*YOUR GOAL*:
Give as output the line that contains "dark hair in this photo.", followed by every remaining line of the entries, unchanged and with nothing added.

_ _ _ _

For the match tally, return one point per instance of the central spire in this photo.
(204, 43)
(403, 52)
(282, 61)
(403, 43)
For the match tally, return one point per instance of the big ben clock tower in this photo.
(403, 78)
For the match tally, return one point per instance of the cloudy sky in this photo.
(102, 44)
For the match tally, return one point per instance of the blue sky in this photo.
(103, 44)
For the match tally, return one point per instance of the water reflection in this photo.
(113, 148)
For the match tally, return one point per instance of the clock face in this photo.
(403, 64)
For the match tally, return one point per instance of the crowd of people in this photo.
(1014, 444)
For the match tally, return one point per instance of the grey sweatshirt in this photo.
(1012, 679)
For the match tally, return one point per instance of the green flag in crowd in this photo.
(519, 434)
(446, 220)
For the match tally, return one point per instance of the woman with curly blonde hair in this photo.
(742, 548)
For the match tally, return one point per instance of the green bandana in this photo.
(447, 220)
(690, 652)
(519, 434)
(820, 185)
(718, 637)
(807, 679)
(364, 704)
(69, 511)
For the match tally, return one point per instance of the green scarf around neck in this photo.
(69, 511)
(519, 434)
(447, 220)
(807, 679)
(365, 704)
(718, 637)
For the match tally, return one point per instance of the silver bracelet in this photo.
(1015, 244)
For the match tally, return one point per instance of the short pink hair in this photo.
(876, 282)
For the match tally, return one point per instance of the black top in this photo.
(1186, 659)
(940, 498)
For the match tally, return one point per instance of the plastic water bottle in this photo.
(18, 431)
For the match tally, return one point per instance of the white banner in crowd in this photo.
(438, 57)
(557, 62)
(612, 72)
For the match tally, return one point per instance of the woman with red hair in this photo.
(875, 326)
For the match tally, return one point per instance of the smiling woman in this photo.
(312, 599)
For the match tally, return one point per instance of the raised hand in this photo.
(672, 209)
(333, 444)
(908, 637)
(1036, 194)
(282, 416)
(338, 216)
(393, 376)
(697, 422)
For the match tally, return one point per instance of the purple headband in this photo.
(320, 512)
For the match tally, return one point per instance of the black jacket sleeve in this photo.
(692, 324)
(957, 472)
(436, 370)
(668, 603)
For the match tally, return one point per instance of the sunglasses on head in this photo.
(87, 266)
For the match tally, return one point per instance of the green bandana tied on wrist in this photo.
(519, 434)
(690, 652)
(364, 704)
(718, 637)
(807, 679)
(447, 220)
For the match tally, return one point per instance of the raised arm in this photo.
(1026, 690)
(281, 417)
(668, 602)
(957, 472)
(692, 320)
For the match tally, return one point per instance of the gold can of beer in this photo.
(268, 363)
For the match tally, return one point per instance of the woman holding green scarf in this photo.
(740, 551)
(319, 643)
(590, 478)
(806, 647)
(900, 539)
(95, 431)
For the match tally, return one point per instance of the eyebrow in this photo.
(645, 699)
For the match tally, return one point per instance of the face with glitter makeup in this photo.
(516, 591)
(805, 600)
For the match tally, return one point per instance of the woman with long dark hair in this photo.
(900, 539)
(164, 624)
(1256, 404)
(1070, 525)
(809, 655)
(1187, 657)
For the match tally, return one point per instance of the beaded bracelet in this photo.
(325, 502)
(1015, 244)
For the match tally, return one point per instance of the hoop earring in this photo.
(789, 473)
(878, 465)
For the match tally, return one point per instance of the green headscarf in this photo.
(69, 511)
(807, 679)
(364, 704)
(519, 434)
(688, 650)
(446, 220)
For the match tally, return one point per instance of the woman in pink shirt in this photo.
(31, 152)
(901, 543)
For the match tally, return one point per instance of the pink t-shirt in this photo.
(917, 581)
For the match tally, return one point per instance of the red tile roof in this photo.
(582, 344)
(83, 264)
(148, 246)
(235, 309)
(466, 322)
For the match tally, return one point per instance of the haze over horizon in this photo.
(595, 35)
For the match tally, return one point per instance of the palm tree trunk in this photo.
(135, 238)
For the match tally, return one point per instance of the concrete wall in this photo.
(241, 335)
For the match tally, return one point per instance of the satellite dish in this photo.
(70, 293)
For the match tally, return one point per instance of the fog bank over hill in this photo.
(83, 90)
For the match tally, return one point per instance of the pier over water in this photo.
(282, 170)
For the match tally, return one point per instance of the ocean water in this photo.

_ _ _ _

*RESULT FOR THIS EXERCISE*:
For the match tally, return one point per instance of the woman with long dark hair in this photo.
(900, 539)
(164, 624)
(1256, 404)
(1070, 525)
(809, 655)
(1187, 657)
For the match tally, return one point per instance of the beaded bracelet in this photo.
(325, 502)
(1015, 244)
For the match tally, return one point per instance of the hoop earring in this photo.
(789, 473)
(878, 465)
For the match tally, return one point per instance of the green headscarf in this photo.
(69, 511)
(807, 679)
(364, 704)
(519, 434)
(688, 650)
(446, 220)
For the match tally, return one point per instance of the woman in pink shirt in this photo.
(31, 152)
(901, 543)
For the match tally, return one point per instance of the pink t-shirt in this photo.
(917, 581)
For the match tally, return one point per instance of the red tile roof in this photo.
(582, 344)
(83, 264)
(148, 246)
(235, 309)
(466, 322)
For the match tally, return one point per instance of the haze over horizon in this photo.
(595, 35)
For the match tally, return one point per instance of the palm tree trunk in this photo.
(135, 238)
For the match tally, return one point per instance of the concrete wall in this photo.
(241, 335)
For the match tally, return one point per instance of the satellite dish in this photo.
(70, 293)
For the match tally, return one point per instance of the fog bank over hill in this photo.
(83, 90)
For the match tally, return one point per instance of the pier over water in this photo.
(282, 170)
For the match tally, return one point per instance of the ocean water in this photo.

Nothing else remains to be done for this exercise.